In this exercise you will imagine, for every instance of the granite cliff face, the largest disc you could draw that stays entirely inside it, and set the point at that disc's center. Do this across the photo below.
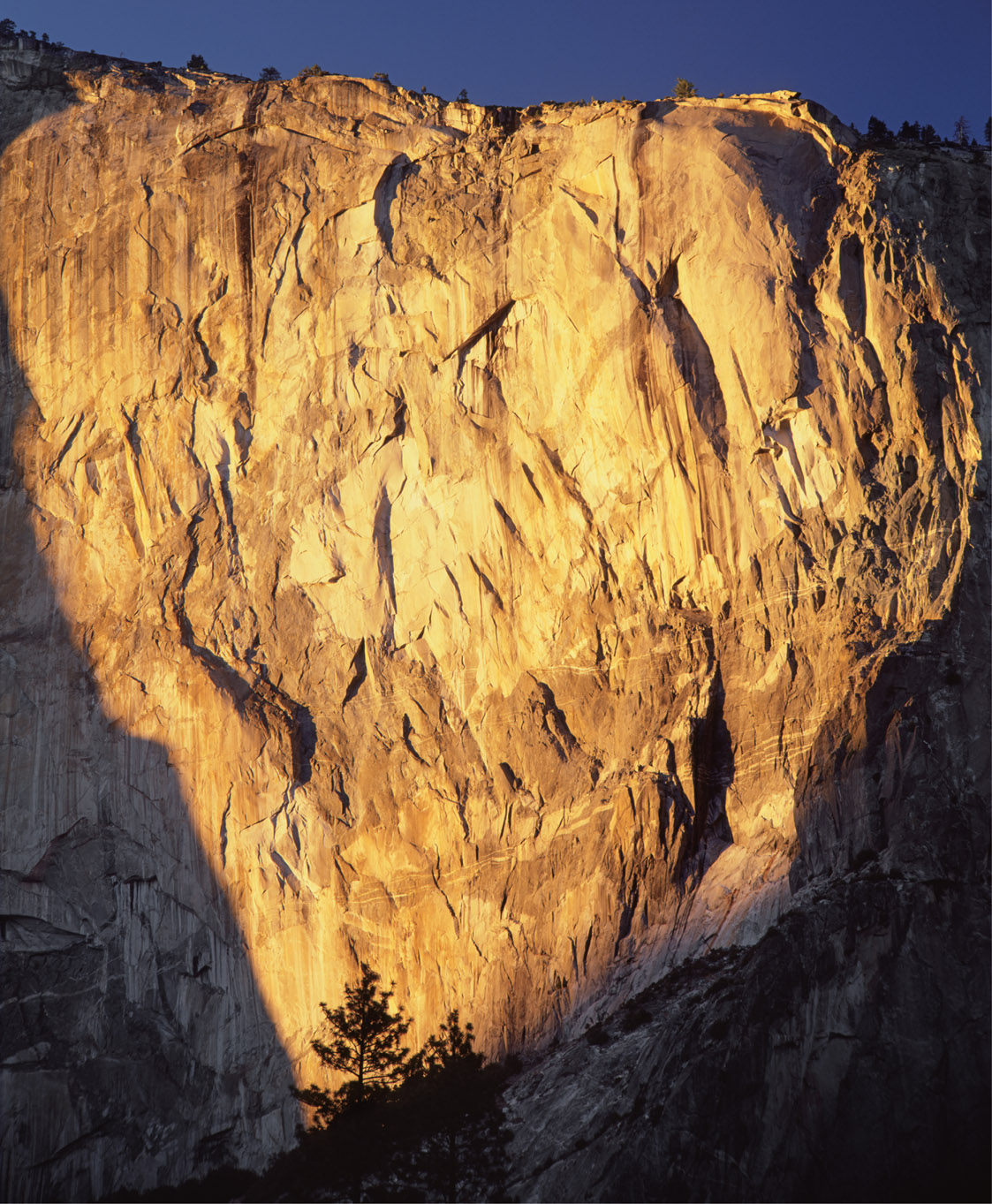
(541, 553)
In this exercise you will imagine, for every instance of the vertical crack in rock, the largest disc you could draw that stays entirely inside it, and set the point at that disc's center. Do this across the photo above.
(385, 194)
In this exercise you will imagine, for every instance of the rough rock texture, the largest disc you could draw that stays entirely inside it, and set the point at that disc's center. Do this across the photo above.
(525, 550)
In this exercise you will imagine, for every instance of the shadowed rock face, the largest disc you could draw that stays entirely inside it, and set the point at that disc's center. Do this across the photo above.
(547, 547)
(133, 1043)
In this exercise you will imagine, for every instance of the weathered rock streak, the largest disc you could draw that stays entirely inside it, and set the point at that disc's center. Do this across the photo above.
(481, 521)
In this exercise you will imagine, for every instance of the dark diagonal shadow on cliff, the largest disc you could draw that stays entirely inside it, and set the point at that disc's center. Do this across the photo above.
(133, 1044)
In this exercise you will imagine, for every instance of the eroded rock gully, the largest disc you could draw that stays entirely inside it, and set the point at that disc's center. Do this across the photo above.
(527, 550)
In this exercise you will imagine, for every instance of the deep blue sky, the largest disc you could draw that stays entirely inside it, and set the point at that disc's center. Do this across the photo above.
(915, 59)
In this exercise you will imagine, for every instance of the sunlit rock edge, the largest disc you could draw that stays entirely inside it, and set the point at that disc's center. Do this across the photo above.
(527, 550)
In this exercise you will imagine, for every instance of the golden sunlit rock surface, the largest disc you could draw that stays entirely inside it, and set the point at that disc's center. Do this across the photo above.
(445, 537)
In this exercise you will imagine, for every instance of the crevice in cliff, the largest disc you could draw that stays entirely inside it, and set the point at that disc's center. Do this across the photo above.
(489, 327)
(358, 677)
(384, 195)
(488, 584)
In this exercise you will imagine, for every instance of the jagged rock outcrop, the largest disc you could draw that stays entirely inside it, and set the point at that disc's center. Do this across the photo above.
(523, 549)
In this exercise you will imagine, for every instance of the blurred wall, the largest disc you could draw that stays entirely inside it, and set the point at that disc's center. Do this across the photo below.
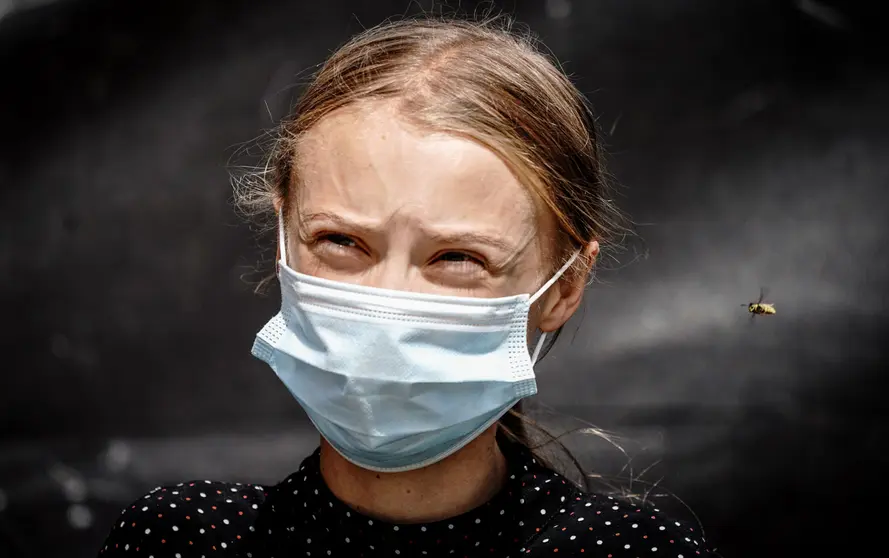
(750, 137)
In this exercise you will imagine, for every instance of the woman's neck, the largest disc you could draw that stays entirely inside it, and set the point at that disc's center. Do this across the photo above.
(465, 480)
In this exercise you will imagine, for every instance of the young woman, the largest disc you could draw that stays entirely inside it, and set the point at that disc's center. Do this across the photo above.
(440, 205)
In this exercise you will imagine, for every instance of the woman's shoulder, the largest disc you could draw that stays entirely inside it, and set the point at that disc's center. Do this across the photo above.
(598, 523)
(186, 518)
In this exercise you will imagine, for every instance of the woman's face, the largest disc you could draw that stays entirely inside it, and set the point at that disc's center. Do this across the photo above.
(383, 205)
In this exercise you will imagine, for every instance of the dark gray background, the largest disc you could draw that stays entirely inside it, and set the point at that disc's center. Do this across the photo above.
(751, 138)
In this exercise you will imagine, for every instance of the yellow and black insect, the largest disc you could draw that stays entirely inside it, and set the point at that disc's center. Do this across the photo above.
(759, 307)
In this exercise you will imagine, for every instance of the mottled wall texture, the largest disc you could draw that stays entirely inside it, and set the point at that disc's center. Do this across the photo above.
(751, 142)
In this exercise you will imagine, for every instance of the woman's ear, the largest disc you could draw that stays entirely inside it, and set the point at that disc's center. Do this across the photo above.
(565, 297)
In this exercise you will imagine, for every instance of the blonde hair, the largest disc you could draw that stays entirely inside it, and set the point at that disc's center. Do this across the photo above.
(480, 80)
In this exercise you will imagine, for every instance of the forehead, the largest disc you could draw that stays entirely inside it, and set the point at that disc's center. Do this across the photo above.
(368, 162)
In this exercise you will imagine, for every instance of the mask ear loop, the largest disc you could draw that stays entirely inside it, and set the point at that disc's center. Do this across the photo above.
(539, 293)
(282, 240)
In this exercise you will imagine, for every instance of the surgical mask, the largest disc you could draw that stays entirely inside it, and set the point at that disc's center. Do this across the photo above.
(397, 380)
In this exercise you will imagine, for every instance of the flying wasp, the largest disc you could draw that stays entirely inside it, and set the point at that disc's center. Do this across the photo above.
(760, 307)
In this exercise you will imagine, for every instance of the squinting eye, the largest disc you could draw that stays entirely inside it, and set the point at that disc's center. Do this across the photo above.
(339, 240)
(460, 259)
.....
== TASK OBJECTIVE ==
Output every entry verbatim but skip the pictures.

== SOLUTION TO THIS TASK ==
In this exercise you will imagine, for every instance of the granite cliff face, the largest disc you could draw that stays entirely inside it, and set the point at that disc's center. Do this across the photo below.
(541, 553)
In this exercise you will imagine, for every instance of the vertical crack in rock, the largest disc you could draw that stays entirely inside it, and set the point at that disc's center. Do this across the photo above.
(385, 194)
In this exercise you will imagine, for every instance of the rough rock texture, the largest disc you could draw that stays entirely inside it, and set the point at that disc's center. Do this across the photo above.
(525, 550)
In this exercise you will imagine, for every instance of the shadowed rock face, the largest disc you could draw that stays entirely inside it, and set the point at that disc's center. Do this across the photo above.
(547, 547)
(133, 1043)
In this exercise you will imagine, for every instance of the weathered rock streak, the largest disc you could draw that stays entirely inside it, and set the point at that disc's center. Do this across the photo above.
(481, 521)
In this exercise you will imagine, for every instance of the dark diagonal shadow on cliff, the largest disc you could draw that stays entirely inside it, and set the point at that disc's center. Do this across the photo above.
(133, 1044)
In this exercise you will imagine, for every instance of the eroded rock gully, the largest disc you could draw that stays entirely inside it, and set the point at that disc's center. Do this across the photo above.
(527, 550)
In this exercise you will imagine, for every instance of the deep blue sky, the largest disc you could draw that stays entirely inside it, and set the point at that disc's center. Do this across the photo above.
(915, 59)
In this exercise you will imagine, for every instance of the sunlit rock edge, the largest disc you could draw that stays entirely inside it, and set the point at that disc's center. Do this across the photo above.
(527, 550)
In this exercise you will imagine, for every instance of the golden sunlit rock surface, the largest disc you could draw that stays entirely inside it, and set the point at that disc's center. Do this across the photo above.
(445, 537)
In this exercise you will imagine, for every instance of the crevice in cliff, the largest disc you could draw that stays entirely inside it, and set the point at that disc's center. Do this across the photo above.
(489, 327)
(358, 677)
(384, 195)
(488, 584)
In this exercise you will imagine, for every instance of the jagged rock outcrop, the largest disc you could draw that stays entirely inside it, and set the point at that disc's center. Do this across the photo above.
(523, 549)
In this exercise you will imagine, for every instance of the blurred wall, the largest disc you could draw that stays entirely inside it, and set the point at that disc's center. Do this across the photo below.
(750, 137)
In this exercise you will imagine, for every instance of the woman's neck, the largest disc you could draw that stays entirely inside it, and set the point at that disc's center. Do this across the photo above.
(465, 480)
In this exercise you will imagine, for every instance of the young woman, the largest disc you could draw that stays entirely inside it, and set the point at that disc's center. Do this across the photo above.
(440, 205)
In this exercise you will imagine, for every instance of the woman's shoulder, the largest disc you could draw that stays entirely inside it, and set the point at that disc's center. Do this across the photo above.
(598, 523)
(186, 518)
In this exercise you will imagine, for every instance of the woman's face, the largest disc you could draw that stays entirely inside it, and set the point at that disc's center. Do this across the photo above.
(383, 205)
In this exercise you will imagine, for every instance of the dark gray background, the largest disc you could draw that stays entirely inside it, and set the point at that disc's center. Do this across the photo above.
(751, 138)
In this exercise you will imagine, for every instance of the yellow and black insect, the largest disc you could draw that stays entirely inside it, and set the point at that disc's center. Do this across the photo above.
(759, 307)
In this exercise you will imagine, for every instance of the mottled wall texture, the largest disc you could draw that stays entirely inside it, and set the point at that disc's center. Do this across the photo above.
(751, 142)
In this exercise you will imagine, for every instance of the woman's ear, the largest disc you could draw that stays entirely inside it, and set the point at that disc's center. Do this across the photo above.
(565, 297)
In this exercise you will imagine, for every instance of the blonde hair, the largest disc you could draw that stays entirely inside it, and set the point at that disc's center. Do this across the photo above.
(480, 80)
In this exercise you will imagine, for every instance of the forehead, the largest disc you could draw that stays entirely inside it, and set the point at that disc's center. Do this across the photo above.
(368, 162)
In this exercise you will imagine, for every instance of the mask ear loop, the largest disc you could draw that stays entirely inside it, and set the point at that disc's center. Do this across the photo above.
(539, 293)
(282, 240)
In this exercise you will imagine, for every instance of the surgical mask, the largest disc you could draw that stays entirely inside it, and set the point at that disc's center. Do this across the photo above.
(397, 380)
In this exercise you will imagine, for every instance of the flying wasp, the largest disc you could draw that stays entirely inside it, and set the point at that disc's center. Do this across the photo above.
(760, 307)
In this exercise you will imagine, for every instance of the squinting eye, the largest disc you could draw that stays entirely inside it, and set the point at that disc's center. Do this across the photo above.
(339, 240)
(460, 259)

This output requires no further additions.